* _YOUR GOAL_
Skip any image you find and restate the rest of the data word for word.

* _PROVIDED ENTRIES_
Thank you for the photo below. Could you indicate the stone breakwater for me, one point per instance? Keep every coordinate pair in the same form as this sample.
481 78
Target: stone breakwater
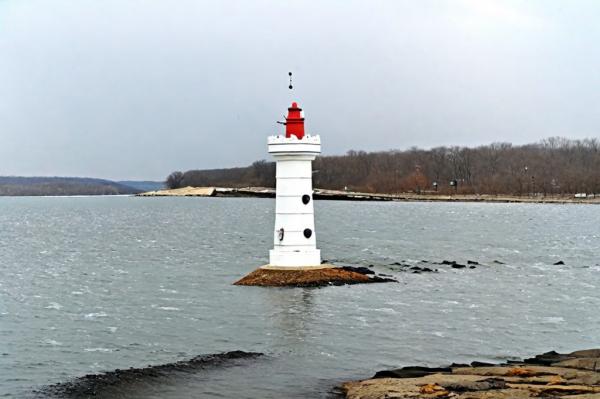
116 383
337 195
326 275
574 375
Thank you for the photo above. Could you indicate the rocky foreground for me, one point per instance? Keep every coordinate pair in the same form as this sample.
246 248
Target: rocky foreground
550 375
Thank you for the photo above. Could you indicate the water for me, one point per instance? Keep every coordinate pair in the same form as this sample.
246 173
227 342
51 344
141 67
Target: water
94 284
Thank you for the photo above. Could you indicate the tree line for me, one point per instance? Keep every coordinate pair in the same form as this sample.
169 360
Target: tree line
552 166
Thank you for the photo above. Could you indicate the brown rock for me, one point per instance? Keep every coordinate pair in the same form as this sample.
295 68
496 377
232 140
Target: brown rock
309 277
572 378
582 363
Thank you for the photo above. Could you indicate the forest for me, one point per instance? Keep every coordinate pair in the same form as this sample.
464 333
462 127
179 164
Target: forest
550 167
36 186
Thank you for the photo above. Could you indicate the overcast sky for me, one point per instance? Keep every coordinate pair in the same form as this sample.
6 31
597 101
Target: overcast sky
136 89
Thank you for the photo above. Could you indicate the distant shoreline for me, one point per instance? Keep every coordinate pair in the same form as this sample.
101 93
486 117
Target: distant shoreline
320 194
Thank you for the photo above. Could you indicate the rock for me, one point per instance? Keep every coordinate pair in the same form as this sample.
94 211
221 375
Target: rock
548 358
488 381
586 353
359 269
582 363
320 277
481 364
411 372
377 279
103 384
482 385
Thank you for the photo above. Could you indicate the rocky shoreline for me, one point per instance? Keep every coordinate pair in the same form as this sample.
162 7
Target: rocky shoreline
323 194
574 375
113 383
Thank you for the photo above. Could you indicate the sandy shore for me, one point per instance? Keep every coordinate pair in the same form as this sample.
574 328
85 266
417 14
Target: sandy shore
321 194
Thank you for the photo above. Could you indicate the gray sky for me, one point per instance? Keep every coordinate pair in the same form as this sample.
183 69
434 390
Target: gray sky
136 89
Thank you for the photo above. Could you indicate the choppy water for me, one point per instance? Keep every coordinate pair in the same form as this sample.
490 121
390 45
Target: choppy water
93 284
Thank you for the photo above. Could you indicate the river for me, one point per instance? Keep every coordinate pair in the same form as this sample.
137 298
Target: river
92 284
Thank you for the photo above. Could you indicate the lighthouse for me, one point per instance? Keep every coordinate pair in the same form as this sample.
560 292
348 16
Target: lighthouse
295 260
294 237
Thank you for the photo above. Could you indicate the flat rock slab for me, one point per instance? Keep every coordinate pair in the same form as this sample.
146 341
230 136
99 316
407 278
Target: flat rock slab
571 376
309 277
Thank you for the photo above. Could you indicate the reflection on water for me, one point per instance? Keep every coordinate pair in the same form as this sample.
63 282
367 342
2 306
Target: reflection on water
95 284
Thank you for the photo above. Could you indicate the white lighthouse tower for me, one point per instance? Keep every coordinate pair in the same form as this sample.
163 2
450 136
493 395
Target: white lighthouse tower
295 244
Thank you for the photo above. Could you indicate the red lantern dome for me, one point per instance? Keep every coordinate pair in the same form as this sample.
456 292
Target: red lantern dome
294 124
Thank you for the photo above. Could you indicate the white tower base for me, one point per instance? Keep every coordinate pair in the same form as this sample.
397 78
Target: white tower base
295 244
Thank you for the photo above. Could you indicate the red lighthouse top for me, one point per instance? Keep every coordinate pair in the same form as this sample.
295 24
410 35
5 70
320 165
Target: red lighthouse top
294 122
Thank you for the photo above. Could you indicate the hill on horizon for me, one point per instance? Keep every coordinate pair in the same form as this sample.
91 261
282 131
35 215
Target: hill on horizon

* _EXPECTED ANSWER_
Thank you for the photo below. Could you indicate the stone breakwater for me, one point per instance? Keep every coordinate pair in the same form as this sample.
481 78
Target: stone breakwater
116 383
337 195
326 275
574 375
Thank you for the photo above. Could you indicate the rocky foreground for me, one point per instance? Keep every coordinate pair in the same form as this sample.
246 248
Target: rocky foreground
550 375
Thank you for the photo above. Could you indicate the water for me, one point per instance? Keep every coordinate pair in the same form as this sample.
246 173
227 342
51 344
141 67
Target: water
94 284
Thank you for the photo above. Could you indicate the tree line for me, one point per instance? Keep every coordinate pair in the same form as this sample.
169 360
Target: tree line
552 166
Thank you for the photo above. Could you indicate the brown rock for me, one point per instance? Keep every coordinate pair in the same form as this sample.
295 68
496 377
232 140
Target: brown rock
309 277
572 378
582 363
Thank you for the photo above. Could you indicate the forest for me, one point per instance? Keep every coordinate pair in the same form as this sample.
464 333
462 127
179 164
Target: forest
550 167
36 186
Thank you for the photo above. Could you indicate the overcast sky for me, one point per instance? Keep every coordinate pair in the same form as this sample.
6 31
597 101
Target: overcast sky
136 89
Thank you for the photo above. Could you indicate the distant shoreline for me, one point per instance? Keep every coordinate pair in the same form as this sample.
101 93
486 117
Target: distant shoreline
320 194
Thank you for the photo above. Could you indicate the rock for me, one point per instance? Keep every coordinate pair in the same form as this sample.
94 211
221 375
Target: rock
548 358
488 381
586 353
359 269
582 363
320 277
481 364
411 372
377 279
103 384
482 385
Thank you for the photo above. Could you indicate the rocky shoreline for me, one point per instance? Keep every coordinate pair in the same form as this sample.
162 7
Target: rocky shoreline
323 194
574 375
113 383
Thank you for the photo above. Could you indicate the sandy shore for me, one point per instance? Keep every coordinate pair in the same form as this sample.
574 328
85 266
417 14
Target: sandy shore
321 194
Thank you for the photo above. Could you indicate the gray sky for me, one point per instance? Keep every coordinate pair in the same form as this sample.
183 69
434 390
Target: gray sky
136 89
Thank you for the photo above. Could you indicate the choppy water for me, one point per instance? Keep every coordinate pair in the same form as this sample.
490 121
390 45
Target: choppy water
93 284
Thank you for the photo above. Could you indicate the river for me, one point per instance? Keep every coordinate pair in the same form as this sample.
137 298
Target: river
92 284
Thank you for the photo above. Could you indicate the lighthouse for me, one point per instance? Keep every coordinate pair in the same form as this sample.
560 292
348 16
Target: lighthouse
295 260
294 237
Thank you for the photo above. Could you indicate the flat rock slab for me, one point per instance? Keep every coordinate pair in the same form as this sample.
146 341
230 136
99 316
407 278
Target: flat rock slab
571 376
309 277
Thank you for the photo above. Could you indicate the reflection on water for me, one point per instance? Keep every coordinate pair in the same form as this sample.
63 282
367 342
2 306
Target: reflection on water
95 284
Thank you for the photo above. Could you indicate the white lighthouse tower for me, one point per instance? Keep every coordinate pair in the same form as this sample.
163 2
450 136
493 395
Target: white lighthouse tower
295 244
Thank you for the photo above. Could you indicate the red lantern dome for me, one point per instance? Keep every coordinate pair in the same form as this sample.
456 292
Target: red lantern dome
294 124
Thank you for the photo above. Could you indicate the white tower base for me, one point per instance? Keep every coordinate pair in the same form as this sample.
397 78
Target: white tower base
295 244
Thank you for the photo above. Could you indicate the red lighthouse top for me, one point per instance? Keep every coordinate pair in the same form as this sample.
295 24
410 35
5 70
320 165
Target: red lighthouse top
294 122
Thank you for the photo above. Could you indicate the hill on horizon for me, one point per instance? Keep every coordinate pair in the same form as this sample.
91 261
282 131
35 215
Target: hill on horizon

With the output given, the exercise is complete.